Top of Passage shown

For aspirants to science and technology policy studies, I advise them to devote themselves to research on science and technology manpower policy. The quality of labor is as important as quantity. Breeding talent in science and technology requires decades. Since it is hard to predict which industry needs what capabilities, a mismatch between supply and demand — and among capabilities — is unavoidable. The problem related to labor power is complex and difficult. There is no depth in current policy on nurturing manpower in chips except increasing the quota in departments.

There are many reasons why young people shun science and tech studies and jobs in manufacturing. Difficult studies, harshness of the work, low salaries, work in regional locations and rigid work cultures can be some of the reasons. But if a bright future is guaranteed, immediate challenges can be endured. Most young people believe that as Korea’s manufacturing capacity is at its peak, it will go downhill in the future. They do not wish to stake their futures on industries and work with waning prospects. The warnings about crisis from experts and the media are only scaring them to leave the field.

R&D workforces are bred in laboratories not in lecture rooms. Unseen lab research and experiments can nurture the workforce. To promote an R&D workforce in semiconductors, there must be support for graduate schools of science and engineering. Over the years, government R&D support for the chip sector has been cut sharply. The government reasoned that the sector no longer needs big support as Korea has already reached the top in chipmaking and that the private sector is competent in the field.

It is true that government R&D spending should go to future technologies the private sector cannot easily invest in due to high risk. But that theory could stand before technology became synonymous with security and strategic asset to defend sovereignty. Universities should be in charge of training the masses, and post-graduate courses in graduate school labs should be expanded for research activities to generate elites with postgraduate and doctorate degrees.

The building up of chip departments and research cannot immediately generate the manpower needed in the chip sector, as a chip department recruiting students this year will produce graduates four and half years later. Postgraduates take even longer. Present shortages must be covered with the existing labor pool. Students in related majors should be directed toward retraining, and talent lost overseas should be called back. Foreign talent should be invited. Companies in need must offer radical incentives to draw talent from overseas. The government should give support if necessary. The migrant labor policy must shift from low skilled to high-tech.

Chinese students are the lion’s share of foreign students in science and tech. For strategic technologies, the ongoing realignment of global supply chains and the science and tech alliance must be considered. The country must be more proactive in drawing talent from India, Europe and Japan. Korea in the past was not on the priority list for global talent. But this has changed. Korea must provide the environment so as not to lose foreign talent to other countries.

Starting with semiconductors, the government must reexamine and redesign policy on breeding human resources in strategic technologies. Grooming people in the fields is necessary not only for immediate sustainability but also for long-term prospects. The Ministry of Education, the Ministry of Science and ICT and the Ministry of Trade, Industry and Energy must establish a cooperative system. The National Science and Technology Commission must set up a committee on nurturing talent in strategic technologies.

Grooming the workforce in strategic technologies is urgent, but promoting overall science and engineering majors should be a long-term state goal. We cannot afford further losses of elites in science and technology anymore. Elite science schools have already turned into academies to send students to medical schools. We cannot go on recruiting science and tech majors after the medical school quota is filled.
Translation by the Korea JoongAng Daily staff.

Bottom of Passage shown
Top of Supplied data

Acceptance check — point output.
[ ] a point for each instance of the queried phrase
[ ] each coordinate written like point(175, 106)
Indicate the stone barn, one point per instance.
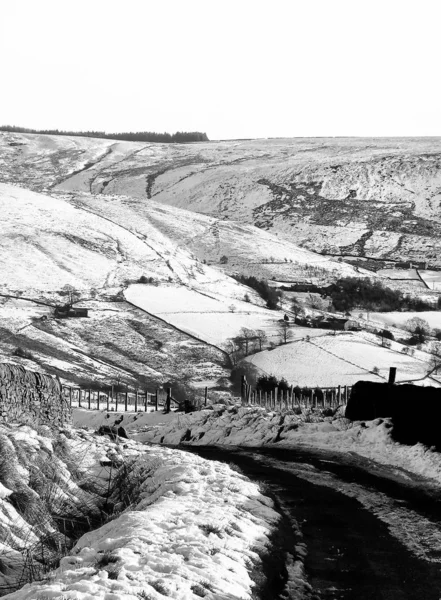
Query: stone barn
point(415, 410)
point(30, 397)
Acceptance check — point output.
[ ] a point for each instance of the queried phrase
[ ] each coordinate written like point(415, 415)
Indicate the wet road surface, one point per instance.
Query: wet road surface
point(371, 532)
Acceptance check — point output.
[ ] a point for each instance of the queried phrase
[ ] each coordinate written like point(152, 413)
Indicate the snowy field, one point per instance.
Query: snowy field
point(398, 319)
point(432, 279)
point(209, 318)
point(196, 528)
point(342, 359)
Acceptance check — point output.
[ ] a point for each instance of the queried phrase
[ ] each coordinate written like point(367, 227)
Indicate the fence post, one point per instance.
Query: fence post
point(392, 375)
point(243, 387)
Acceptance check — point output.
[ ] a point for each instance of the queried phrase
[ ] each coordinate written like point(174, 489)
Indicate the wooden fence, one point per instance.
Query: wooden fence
point(111, 400)
point(319, 397)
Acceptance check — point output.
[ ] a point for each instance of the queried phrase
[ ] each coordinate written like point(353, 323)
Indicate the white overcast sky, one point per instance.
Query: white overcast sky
point(234, 69)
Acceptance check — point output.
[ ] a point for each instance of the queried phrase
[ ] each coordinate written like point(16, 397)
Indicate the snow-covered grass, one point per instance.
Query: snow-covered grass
point(342, 359)
point(192, 528)
point(214, 319)
point(255, 426)
point(431, 278)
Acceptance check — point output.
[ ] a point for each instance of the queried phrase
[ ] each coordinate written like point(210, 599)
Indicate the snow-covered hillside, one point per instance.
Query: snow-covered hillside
point(327, 360)
point(98, 246)
point(377, 197)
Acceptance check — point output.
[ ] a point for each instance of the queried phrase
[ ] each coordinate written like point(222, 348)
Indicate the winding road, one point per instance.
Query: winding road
point(363, 530)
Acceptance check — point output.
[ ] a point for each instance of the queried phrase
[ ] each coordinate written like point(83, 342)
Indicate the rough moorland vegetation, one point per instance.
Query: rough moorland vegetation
point(180, 137)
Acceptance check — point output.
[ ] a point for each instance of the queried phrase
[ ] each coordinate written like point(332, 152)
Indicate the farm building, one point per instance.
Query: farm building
point(67, 311)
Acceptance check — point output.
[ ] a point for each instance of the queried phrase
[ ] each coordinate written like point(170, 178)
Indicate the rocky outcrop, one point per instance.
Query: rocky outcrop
point(31, 397)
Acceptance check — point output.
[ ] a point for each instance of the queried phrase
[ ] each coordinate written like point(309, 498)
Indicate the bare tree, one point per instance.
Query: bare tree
point(419, 328)
point(261, 337)
point(284, 331)
point(435, 359)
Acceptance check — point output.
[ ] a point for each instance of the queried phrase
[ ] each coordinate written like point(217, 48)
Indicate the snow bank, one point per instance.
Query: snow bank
point(196, 529)
point(254, 427)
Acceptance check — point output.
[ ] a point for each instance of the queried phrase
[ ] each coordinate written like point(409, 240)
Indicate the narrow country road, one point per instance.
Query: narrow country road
point(371, 532)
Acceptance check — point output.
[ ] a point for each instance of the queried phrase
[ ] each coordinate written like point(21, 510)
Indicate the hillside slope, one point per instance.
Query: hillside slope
point(343, 196)
point(99, 246)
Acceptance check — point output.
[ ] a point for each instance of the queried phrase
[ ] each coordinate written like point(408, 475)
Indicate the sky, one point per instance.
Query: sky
point(230, 68)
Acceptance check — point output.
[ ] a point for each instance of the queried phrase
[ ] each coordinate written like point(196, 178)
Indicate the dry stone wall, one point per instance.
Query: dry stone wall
point(31, 397)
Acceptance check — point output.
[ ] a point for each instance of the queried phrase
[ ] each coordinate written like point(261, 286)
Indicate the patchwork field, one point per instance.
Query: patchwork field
point(349, 196)
point(342, 359)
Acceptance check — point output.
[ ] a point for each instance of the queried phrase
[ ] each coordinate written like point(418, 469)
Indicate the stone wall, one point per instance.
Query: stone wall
point(31, 397)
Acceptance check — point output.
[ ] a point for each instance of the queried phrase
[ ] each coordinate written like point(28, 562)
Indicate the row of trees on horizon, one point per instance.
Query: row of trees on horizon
point(180, 137)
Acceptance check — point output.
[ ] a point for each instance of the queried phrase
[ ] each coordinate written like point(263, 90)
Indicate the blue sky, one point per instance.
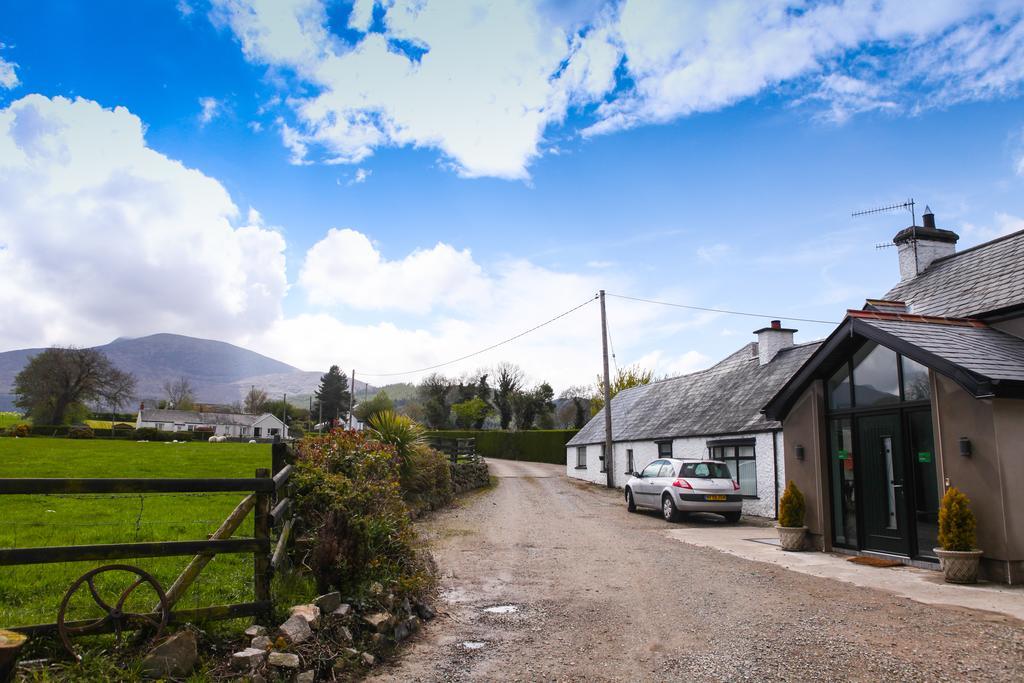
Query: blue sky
point(388, 185)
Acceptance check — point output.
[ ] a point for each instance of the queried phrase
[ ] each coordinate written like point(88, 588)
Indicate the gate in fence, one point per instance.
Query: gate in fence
point(266, 499)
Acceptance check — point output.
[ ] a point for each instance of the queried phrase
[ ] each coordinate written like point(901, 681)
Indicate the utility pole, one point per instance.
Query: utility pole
point(351, 399)
point(608, 460)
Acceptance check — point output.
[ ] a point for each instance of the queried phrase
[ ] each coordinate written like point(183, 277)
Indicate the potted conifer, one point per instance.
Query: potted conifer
point(791, 518)
point(957, 553)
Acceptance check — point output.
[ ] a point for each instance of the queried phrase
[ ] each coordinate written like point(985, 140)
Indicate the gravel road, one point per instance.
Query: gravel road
point(598, 594)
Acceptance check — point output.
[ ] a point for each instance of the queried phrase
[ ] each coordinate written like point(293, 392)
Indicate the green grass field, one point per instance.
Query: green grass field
point(32, 594)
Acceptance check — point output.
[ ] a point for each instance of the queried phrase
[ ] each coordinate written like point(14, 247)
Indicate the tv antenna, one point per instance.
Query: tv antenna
point(907, 205)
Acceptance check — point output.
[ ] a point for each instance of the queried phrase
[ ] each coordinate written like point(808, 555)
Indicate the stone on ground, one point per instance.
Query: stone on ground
point(283, 659)
point(296, 630)
point(174, 657)
point(248, 658)
point(379, 622)
point(309, 612)
point(261, 643)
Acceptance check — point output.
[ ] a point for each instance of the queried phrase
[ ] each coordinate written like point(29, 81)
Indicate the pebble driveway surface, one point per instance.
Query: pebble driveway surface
point(544, 578)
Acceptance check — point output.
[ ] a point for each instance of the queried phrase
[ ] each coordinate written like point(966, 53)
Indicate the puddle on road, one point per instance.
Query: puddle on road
point(502, 609)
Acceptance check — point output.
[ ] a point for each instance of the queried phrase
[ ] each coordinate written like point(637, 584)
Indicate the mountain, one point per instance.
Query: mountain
point(221, 373)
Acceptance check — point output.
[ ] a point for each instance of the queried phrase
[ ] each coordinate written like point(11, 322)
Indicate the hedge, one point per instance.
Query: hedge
point(539, 445)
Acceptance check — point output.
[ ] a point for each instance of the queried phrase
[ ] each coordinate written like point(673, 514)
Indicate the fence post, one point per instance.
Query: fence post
point(261, 558)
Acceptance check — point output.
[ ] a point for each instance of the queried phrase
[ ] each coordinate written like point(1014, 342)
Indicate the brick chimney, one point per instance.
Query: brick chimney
point(771, 340)
point(919, 247)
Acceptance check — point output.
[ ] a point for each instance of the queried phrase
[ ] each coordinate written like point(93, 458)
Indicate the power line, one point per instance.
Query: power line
point(721, 310)
point(488, 348)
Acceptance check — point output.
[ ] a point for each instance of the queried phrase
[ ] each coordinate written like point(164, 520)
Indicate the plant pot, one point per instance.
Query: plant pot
point(792, 538)
point(960, 566)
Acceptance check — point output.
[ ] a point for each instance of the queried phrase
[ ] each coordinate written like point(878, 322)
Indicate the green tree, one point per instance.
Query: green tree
point(508, 384)
point(434, 391)
point(333, 395)
point(58, 382)
point(469, 414)
point(626, 378)
point(366, 410)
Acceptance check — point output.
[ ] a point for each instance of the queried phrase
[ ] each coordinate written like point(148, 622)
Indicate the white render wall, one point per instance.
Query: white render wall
point(693, 447)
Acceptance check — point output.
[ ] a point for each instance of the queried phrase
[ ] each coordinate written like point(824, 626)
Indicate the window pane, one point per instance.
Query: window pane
point(915, 385)
point(844, 506)
point(839, 389)
point(748, 477)
point(876, 381)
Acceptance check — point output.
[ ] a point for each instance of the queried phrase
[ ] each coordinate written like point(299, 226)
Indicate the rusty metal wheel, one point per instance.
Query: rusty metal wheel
point(116, 619)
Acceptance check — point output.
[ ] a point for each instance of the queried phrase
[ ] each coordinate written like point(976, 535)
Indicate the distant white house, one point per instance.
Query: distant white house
point(220, 424)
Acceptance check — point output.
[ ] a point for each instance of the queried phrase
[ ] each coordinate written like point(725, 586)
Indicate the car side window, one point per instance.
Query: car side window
point(651, 470)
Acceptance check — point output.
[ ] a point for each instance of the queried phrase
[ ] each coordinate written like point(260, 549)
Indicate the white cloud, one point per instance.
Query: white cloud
point(101, 236)
point(344, 267)
point(482, 83)
point(210, 109)
point(8, 75)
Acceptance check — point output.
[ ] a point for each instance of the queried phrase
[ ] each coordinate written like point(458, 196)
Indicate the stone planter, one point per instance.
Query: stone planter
point(792, 538)
point(960, 566)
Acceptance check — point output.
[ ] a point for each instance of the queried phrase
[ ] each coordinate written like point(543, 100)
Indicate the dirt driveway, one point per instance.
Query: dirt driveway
point(586, 591)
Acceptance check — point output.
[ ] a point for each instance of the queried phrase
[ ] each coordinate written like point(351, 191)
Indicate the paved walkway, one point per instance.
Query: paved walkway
point(925, 586)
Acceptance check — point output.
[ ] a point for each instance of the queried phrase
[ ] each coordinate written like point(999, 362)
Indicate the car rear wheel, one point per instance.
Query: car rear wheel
point(631, 505)
point(669, 510)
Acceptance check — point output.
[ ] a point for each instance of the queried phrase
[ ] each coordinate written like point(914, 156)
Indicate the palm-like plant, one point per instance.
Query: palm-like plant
point(399, 431)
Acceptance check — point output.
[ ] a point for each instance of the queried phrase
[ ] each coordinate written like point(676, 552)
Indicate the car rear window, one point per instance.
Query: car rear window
point(706, 471)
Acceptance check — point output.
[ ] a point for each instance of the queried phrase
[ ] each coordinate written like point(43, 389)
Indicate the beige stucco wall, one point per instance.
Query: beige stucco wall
point(805, 426)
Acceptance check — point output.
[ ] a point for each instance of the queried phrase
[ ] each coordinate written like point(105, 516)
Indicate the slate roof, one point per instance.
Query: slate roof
point(726, 398)
point(987, 352)
point(969, 284)
point(192, 417)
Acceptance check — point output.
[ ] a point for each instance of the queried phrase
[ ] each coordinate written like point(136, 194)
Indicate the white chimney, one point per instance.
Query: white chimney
point(919, 247)
point(771, 340)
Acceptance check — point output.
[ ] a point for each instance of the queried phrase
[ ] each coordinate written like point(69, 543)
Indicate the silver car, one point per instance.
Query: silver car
point(677, 486)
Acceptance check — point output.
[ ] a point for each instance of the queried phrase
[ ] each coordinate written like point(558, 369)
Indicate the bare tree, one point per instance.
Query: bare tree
point(61, 380)
point(509, 380)
point(255, 401)
point(180, 393)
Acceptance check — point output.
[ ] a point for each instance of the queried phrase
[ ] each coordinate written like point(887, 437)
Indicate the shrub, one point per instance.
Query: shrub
point(426, 482)
point(792, 508)
point(398, 431)
point(956, 522)
point(348, 495)
point(81, 431)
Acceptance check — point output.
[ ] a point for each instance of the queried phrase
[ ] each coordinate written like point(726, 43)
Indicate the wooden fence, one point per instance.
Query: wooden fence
point(266, 499)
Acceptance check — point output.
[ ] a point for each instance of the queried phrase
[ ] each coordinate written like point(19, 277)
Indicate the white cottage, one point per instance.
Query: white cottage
point(715, 413)
point(221, 424)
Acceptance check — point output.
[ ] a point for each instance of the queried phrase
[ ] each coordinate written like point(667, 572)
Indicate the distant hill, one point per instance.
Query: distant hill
point(220, 372)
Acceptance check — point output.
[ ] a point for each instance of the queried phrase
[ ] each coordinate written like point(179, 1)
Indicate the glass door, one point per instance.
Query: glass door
point(882, 463)
point(926, 481)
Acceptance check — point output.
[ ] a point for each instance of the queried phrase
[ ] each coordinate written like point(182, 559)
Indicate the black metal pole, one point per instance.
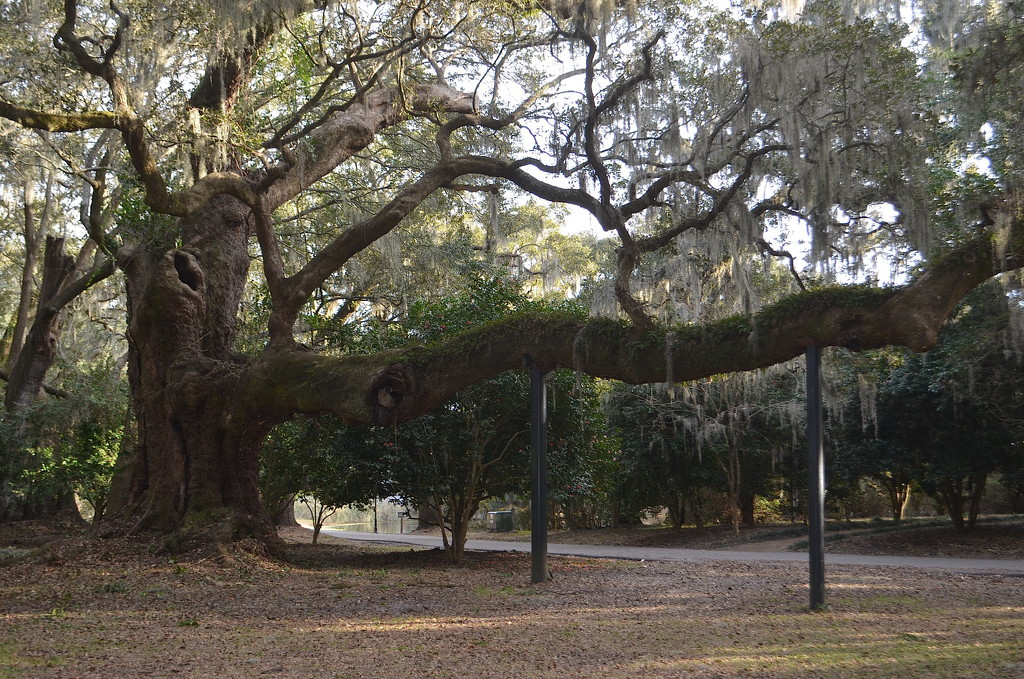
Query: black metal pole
point(539, 474)
point(815, 478)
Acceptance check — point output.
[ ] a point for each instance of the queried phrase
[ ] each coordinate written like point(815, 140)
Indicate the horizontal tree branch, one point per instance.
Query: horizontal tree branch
point(401, 384)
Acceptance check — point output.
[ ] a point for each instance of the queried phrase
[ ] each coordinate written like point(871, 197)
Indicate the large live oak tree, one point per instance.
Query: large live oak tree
point(659, 138)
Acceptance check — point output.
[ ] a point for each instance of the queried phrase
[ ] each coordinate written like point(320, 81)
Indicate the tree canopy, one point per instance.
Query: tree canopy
point(706, 140)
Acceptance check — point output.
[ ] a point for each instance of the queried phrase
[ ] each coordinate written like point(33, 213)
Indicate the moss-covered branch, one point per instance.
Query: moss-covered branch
point(400, 384)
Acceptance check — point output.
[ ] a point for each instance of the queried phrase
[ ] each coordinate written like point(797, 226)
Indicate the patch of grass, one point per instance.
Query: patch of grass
point(117, 587)
point(12, 663)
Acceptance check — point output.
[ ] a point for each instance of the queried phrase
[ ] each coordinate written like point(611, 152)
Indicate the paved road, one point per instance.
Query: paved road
point(672, 554)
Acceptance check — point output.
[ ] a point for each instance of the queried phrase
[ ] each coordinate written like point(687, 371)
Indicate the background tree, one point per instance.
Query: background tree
point(250, 124)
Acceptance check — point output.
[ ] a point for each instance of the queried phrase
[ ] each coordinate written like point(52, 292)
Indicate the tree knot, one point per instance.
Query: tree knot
point(388, 389)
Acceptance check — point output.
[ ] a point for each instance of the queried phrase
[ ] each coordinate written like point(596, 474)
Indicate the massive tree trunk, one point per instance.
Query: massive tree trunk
point(203, 411)
point(198, 437)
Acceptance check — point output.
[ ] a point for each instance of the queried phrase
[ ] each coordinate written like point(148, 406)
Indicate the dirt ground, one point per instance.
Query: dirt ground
point(92, 607)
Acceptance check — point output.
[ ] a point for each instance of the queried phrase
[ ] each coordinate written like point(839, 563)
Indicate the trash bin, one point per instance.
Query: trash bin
point(500, 521)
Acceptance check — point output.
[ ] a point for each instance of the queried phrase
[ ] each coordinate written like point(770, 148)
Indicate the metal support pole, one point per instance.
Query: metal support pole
point(815, 478)
point(539, 474)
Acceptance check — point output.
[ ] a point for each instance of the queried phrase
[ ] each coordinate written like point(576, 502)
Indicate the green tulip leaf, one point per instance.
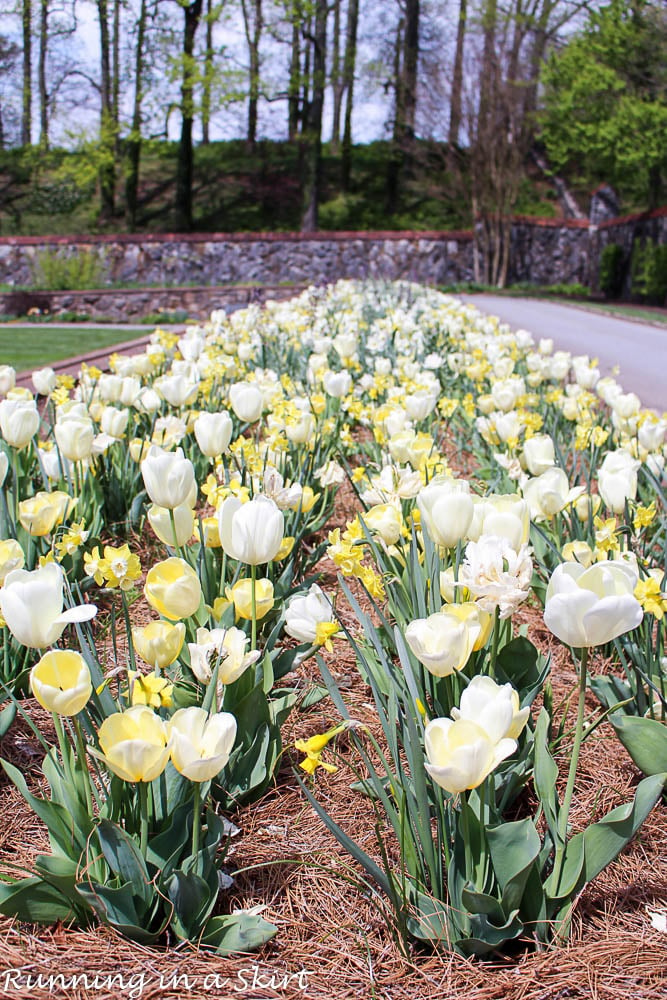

Bottom of Supplied data

■ Task prompt:
Reproduce verbatim the commentary on science and technology manpower above, from "For aspirants to" up to and including "quota in departments.".

■ Response:
For aspirants to science and technology policy studies, I advise them to devote themselves to research on science and technology manpower policy. The quality of labor is as important as quantity. Breeding talent in science and technology requires decades. Since it is hard to predict which industry needs what capabilities, a mismatch between supply and demand — and among capabilities — is unavoidable. The problem related to labor power is complex and difficult. There is no depth in current policy on nurturing manpower in chips except increasing the quota in departments.